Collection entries

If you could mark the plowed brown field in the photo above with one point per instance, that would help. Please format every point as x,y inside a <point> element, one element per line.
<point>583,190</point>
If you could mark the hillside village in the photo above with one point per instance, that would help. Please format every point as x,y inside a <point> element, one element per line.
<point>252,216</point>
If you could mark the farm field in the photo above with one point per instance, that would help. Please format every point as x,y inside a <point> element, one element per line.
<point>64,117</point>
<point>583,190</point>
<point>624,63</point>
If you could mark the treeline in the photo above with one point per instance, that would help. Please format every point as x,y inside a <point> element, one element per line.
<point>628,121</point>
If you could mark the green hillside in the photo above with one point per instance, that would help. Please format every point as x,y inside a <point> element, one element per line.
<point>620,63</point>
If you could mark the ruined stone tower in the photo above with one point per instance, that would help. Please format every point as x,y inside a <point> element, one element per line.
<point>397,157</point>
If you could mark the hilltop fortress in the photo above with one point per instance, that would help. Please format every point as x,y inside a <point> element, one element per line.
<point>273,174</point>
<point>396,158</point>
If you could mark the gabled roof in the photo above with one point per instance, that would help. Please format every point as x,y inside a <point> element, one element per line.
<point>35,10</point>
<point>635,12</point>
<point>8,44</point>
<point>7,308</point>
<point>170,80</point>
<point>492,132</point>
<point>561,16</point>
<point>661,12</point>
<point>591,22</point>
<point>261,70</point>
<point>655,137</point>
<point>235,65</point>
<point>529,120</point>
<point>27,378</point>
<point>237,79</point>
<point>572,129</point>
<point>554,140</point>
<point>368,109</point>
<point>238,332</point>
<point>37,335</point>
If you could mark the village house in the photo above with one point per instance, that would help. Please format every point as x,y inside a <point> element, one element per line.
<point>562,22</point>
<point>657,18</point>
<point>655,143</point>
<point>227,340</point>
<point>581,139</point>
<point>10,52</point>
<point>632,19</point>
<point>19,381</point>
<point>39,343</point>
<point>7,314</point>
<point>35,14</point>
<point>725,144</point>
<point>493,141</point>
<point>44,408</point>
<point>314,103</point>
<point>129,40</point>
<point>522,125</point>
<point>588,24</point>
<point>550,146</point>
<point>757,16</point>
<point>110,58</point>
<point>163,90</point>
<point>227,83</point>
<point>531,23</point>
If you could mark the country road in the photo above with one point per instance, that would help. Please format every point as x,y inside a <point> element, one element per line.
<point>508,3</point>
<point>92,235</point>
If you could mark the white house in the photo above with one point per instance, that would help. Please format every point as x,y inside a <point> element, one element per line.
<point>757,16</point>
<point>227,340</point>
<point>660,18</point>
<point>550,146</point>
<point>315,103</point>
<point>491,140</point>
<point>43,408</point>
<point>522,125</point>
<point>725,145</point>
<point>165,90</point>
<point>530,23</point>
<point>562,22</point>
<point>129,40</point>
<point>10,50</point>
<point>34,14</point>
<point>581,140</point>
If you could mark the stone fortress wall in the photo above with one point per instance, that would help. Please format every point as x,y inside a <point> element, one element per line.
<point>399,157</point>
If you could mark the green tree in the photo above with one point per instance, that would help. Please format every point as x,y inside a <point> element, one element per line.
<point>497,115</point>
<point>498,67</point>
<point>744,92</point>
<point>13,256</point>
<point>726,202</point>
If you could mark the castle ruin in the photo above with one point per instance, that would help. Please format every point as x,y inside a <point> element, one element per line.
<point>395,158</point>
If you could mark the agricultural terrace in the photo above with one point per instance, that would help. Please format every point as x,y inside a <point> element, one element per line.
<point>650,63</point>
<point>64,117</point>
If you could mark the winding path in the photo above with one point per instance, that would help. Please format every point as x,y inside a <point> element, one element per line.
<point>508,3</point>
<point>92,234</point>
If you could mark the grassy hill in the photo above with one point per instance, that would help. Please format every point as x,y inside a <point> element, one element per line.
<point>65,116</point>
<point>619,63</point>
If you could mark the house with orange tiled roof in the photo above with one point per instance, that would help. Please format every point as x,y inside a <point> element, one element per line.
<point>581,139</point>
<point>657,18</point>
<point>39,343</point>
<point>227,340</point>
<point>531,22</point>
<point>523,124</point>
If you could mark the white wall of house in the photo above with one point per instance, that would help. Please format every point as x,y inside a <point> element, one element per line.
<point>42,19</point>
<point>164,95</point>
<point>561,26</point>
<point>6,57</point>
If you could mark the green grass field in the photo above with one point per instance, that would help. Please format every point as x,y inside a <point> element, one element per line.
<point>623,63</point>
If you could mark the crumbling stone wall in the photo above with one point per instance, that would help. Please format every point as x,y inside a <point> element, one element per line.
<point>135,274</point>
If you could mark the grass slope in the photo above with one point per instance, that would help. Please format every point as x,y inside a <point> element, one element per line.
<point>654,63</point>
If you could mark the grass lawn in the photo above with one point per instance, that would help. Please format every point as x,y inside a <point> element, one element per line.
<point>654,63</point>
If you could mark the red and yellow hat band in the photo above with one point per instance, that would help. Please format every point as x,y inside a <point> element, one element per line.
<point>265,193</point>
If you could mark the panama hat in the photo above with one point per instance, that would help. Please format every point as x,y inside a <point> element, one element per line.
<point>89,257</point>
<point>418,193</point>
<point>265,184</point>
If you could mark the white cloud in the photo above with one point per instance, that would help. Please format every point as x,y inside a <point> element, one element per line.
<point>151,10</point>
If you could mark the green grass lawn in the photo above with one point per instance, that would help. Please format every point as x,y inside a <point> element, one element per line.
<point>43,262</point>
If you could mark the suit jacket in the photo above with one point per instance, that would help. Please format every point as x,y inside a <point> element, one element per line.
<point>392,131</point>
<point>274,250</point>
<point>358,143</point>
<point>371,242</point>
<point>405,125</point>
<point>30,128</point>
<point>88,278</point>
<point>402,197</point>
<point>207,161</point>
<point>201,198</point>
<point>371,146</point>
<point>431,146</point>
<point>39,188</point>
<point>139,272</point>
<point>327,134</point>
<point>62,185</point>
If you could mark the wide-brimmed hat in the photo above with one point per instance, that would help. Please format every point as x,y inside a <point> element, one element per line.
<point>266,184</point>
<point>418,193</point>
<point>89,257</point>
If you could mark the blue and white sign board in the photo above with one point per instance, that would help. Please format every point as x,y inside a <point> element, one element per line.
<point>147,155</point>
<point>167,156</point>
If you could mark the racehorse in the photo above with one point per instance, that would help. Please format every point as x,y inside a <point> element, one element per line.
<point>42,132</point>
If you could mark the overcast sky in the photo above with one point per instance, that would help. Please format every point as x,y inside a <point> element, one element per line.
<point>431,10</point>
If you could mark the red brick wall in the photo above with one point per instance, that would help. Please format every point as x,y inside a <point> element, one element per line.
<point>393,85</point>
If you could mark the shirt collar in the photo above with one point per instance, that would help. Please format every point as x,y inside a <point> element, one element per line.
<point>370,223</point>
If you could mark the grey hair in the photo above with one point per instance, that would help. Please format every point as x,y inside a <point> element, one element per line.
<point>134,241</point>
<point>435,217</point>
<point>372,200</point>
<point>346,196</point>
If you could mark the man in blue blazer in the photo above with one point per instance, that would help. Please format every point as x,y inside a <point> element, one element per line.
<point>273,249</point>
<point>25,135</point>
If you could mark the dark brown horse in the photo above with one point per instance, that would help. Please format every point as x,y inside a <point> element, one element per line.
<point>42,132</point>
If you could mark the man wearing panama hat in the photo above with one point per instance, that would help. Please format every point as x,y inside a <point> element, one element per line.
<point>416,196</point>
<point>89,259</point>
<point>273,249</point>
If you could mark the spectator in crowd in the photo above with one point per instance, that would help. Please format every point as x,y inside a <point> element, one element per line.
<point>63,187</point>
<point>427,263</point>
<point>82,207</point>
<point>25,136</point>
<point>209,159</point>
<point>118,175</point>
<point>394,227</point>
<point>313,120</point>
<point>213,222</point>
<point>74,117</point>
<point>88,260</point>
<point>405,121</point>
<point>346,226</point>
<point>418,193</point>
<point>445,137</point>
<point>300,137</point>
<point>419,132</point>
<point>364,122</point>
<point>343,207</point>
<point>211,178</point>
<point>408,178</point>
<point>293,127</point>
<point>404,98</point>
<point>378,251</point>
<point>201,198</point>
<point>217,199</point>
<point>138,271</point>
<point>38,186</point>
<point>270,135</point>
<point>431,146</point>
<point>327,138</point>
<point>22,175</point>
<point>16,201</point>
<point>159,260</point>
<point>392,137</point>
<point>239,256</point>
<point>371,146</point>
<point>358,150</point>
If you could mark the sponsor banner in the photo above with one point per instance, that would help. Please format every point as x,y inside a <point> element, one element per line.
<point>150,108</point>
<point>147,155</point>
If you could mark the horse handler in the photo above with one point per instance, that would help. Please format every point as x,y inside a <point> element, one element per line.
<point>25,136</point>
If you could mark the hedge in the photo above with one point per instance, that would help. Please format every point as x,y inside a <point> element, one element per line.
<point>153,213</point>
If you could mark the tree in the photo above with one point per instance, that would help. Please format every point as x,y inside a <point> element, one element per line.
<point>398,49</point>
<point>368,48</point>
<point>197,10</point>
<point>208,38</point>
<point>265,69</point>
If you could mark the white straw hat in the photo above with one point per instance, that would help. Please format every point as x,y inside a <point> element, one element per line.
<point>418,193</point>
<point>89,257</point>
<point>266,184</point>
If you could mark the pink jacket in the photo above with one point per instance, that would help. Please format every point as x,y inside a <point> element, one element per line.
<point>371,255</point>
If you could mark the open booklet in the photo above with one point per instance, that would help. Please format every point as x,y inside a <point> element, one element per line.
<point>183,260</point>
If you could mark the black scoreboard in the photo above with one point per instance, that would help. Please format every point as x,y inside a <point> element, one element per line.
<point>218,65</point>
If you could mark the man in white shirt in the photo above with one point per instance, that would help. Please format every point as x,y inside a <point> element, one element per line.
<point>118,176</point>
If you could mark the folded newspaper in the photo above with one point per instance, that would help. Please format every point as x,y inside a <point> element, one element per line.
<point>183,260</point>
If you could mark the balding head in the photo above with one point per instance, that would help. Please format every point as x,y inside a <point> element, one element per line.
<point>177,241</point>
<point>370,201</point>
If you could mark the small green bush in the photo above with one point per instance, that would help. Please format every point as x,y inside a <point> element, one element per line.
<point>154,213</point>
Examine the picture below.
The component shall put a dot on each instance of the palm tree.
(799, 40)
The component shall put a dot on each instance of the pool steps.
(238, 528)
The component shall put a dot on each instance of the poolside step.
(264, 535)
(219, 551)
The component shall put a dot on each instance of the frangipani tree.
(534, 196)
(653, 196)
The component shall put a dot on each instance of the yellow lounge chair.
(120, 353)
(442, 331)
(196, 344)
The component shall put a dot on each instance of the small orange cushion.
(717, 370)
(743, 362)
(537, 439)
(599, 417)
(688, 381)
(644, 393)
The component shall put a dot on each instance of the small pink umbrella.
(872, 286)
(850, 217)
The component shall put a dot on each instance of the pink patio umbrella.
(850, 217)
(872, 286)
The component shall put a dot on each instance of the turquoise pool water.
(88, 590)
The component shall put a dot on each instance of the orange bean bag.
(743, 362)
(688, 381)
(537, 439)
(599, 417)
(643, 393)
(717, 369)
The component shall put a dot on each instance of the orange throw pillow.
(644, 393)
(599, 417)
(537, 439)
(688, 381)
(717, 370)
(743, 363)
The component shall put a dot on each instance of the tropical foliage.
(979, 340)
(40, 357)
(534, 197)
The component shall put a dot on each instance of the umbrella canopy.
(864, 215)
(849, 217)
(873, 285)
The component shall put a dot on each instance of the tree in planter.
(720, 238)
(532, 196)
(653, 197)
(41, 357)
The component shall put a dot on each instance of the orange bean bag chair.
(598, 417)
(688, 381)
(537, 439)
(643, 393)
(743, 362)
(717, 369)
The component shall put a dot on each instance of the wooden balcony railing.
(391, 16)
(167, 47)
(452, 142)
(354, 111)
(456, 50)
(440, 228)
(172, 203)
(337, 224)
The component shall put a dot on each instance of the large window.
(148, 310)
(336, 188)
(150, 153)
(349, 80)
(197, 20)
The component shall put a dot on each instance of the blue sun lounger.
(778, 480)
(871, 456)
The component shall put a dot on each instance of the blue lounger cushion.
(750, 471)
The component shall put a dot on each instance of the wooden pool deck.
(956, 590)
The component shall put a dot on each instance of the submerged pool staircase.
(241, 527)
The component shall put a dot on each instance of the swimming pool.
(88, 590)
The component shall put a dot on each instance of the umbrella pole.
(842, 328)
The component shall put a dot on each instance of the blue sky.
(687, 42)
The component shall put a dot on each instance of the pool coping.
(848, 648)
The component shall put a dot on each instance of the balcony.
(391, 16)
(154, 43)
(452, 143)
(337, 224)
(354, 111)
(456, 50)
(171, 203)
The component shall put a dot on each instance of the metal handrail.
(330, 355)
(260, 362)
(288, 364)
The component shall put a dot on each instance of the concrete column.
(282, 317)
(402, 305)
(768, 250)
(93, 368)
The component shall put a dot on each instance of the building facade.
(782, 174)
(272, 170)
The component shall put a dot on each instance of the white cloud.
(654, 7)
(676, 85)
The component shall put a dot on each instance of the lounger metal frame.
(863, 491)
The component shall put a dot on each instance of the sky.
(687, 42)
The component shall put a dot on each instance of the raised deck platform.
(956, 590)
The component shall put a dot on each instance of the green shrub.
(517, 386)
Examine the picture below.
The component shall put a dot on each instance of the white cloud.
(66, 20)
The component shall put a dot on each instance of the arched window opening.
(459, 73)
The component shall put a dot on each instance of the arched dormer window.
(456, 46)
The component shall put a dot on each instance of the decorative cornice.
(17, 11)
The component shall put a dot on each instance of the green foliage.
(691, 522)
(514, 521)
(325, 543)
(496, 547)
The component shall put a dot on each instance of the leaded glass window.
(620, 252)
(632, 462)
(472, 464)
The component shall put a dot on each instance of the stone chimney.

EXERCISE
Take the line containing "leaded glass window." as the start and the last line of the data as the end, and reproduce that range exactly.

ANSWER TO THE EXERCISE
The component shall put a dot on each instance of the leaded glass window.
(620, 252)
(632, 462)
(472, 464)
The component shall put a dot on each instance of the stone chimney.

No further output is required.